** Record extracts follows **

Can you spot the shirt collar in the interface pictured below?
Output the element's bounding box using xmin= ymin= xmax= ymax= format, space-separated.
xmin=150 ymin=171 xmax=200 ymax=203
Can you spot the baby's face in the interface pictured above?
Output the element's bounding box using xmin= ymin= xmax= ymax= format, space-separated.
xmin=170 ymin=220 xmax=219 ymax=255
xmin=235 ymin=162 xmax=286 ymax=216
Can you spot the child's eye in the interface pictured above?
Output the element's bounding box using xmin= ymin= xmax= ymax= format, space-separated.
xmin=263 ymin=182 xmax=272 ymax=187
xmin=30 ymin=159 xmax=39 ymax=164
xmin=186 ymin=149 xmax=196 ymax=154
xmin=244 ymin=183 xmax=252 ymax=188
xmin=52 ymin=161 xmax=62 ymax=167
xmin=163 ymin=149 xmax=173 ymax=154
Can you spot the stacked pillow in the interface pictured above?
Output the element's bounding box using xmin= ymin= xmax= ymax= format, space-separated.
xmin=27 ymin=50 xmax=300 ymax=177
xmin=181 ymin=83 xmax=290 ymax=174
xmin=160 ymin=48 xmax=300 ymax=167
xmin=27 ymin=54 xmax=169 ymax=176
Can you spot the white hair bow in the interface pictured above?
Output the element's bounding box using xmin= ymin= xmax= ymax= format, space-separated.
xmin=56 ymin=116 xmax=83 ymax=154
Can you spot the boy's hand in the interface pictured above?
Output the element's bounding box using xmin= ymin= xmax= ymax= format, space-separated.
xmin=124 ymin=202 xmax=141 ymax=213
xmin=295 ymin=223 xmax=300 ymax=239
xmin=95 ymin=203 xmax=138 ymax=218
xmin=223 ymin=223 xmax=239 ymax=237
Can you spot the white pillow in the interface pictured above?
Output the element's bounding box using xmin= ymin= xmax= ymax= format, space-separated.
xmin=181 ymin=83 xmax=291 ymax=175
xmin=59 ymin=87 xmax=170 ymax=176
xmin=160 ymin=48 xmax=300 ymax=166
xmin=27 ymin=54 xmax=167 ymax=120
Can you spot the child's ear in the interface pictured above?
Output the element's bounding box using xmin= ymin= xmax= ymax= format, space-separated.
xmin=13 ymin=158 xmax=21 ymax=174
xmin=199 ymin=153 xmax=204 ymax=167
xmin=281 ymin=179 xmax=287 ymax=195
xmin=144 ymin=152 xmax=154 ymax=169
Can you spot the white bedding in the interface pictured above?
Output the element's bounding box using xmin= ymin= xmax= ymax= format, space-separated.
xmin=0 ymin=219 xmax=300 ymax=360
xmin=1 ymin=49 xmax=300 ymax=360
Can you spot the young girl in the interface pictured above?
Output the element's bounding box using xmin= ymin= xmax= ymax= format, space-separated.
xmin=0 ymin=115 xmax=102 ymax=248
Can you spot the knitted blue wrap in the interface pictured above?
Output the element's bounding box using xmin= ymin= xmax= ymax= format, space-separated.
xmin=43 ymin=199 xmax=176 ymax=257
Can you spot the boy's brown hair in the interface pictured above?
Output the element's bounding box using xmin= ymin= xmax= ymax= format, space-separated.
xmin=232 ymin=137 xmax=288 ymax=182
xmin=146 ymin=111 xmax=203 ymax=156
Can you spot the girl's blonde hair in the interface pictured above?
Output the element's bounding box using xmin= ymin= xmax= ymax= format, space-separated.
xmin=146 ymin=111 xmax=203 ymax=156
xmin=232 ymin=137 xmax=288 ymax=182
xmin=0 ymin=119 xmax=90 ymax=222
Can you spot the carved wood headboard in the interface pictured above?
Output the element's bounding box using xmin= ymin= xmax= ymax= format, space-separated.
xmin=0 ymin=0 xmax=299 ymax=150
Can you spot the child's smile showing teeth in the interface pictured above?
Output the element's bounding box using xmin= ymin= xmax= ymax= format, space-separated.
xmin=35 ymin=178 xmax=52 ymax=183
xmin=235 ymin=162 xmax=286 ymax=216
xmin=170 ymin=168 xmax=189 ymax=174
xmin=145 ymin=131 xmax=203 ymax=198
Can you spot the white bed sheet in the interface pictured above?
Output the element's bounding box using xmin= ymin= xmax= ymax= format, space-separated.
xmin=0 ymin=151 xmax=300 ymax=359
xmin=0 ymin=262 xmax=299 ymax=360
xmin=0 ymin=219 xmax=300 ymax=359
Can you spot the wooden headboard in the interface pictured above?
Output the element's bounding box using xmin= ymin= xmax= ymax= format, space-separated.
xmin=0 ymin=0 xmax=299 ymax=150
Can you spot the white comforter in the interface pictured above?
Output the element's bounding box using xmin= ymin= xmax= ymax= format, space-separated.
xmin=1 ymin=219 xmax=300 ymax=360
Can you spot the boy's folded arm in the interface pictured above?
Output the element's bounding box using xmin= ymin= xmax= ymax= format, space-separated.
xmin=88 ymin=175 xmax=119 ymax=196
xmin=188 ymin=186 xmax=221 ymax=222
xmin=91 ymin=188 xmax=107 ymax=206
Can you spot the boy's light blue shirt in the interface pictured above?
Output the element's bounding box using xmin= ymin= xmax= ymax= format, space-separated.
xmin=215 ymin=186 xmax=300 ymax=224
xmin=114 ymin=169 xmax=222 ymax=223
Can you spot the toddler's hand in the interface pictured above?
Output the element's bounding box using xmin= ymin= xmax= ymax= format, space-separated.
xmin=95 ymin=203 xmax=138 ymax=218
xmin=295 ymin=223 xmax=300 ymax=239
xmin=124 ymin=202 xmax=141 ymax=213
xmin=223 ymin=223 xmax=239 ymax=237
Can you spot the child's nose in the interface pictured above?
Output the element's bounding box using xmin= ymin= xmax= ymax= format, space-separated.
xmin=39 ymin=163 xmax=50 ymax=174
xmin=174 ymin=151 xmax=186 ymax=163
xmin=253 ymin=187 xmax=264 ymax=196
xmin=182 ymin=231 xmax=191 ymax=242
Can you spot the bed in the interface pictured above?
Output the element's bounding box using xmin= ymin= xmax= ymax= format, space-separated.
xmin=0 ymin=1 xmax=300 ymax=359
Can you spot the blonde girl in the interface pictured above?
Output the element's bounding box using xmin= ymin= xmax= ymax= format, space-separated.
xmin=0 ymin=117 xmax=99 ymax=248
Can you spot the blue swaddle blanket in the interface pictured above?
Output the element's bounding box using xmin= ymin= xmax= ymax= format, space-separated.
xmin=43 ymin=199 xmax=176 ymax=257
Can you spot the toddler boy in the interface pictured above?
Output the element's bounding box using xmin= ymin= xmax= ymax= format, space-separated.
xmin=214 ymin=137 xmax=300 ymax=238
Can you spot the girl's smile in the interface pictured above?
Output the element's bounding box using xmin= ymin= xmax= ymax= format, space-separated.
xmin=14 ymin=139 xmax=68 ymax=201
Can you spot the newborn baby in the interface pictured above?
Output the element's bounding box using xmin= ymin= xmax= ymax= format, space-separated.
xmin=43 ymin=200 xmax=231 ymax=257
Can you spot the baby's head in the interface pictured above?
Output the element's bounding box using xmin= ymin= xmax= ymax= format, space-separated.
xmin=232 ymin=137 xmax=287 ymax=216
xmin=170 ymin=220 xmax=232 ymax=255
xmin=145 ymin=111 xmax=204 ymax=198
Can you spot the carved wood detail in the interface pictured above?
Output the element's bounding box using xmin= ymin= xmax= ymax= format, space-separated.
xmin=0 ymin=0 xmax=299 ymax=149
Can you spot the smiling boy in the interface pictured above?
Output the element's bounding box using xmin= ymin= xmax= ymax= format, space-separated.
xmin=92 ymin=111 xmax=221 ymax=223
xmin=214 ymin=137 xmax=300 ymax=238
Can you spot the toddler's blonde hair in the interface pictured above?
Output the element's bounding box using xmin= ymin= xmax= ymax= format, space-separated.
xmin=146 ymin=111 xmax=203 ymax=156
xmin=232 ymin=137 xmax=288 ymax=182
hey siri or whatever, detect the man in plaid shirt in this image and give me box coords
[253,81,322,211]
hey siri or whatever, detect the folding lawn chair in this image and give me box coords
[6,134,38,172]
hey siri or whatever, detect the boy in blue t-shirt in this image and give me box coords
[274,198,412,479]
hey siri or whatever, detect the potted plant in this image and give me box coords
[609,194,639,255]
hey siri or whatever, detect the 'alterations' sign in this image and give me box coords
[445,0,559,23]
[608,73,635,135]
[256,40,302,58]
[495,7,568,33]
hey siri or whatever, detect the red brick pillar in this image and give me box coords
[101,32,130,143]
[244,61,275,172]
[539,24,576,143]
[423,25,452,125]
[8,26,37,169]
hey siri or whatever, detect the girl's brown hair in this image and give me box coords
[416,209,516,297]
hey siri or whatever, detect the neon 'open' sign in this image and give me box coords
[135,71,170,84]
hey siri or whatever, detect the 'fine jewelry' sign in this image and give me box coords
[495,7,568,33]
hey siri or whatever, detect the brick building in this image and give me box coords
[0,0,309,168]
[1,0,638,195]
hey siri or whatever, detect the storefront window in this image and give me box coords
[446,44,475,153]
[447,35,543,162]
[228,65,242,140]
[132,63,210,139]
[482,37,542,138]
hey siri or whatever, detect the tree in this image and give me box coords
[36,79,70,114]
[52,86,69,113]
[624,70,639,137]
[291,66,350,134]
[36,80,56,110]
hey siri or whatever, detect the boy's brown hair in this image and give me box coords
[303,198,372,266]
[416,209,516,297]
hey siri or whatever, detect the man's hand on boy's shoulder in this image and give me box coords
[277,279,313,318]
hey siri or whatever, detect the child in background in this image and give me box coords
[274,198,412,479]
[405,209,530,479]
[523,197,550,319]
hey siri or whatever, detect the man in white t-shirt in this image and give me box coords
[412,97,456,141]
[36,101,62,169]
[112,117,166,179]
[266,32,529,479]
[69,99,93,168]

** End of Record extracts **

## How to complete this task
Once the lines of the entries containing the word "toddler" have been counted, report the number alone.

## Written reply
3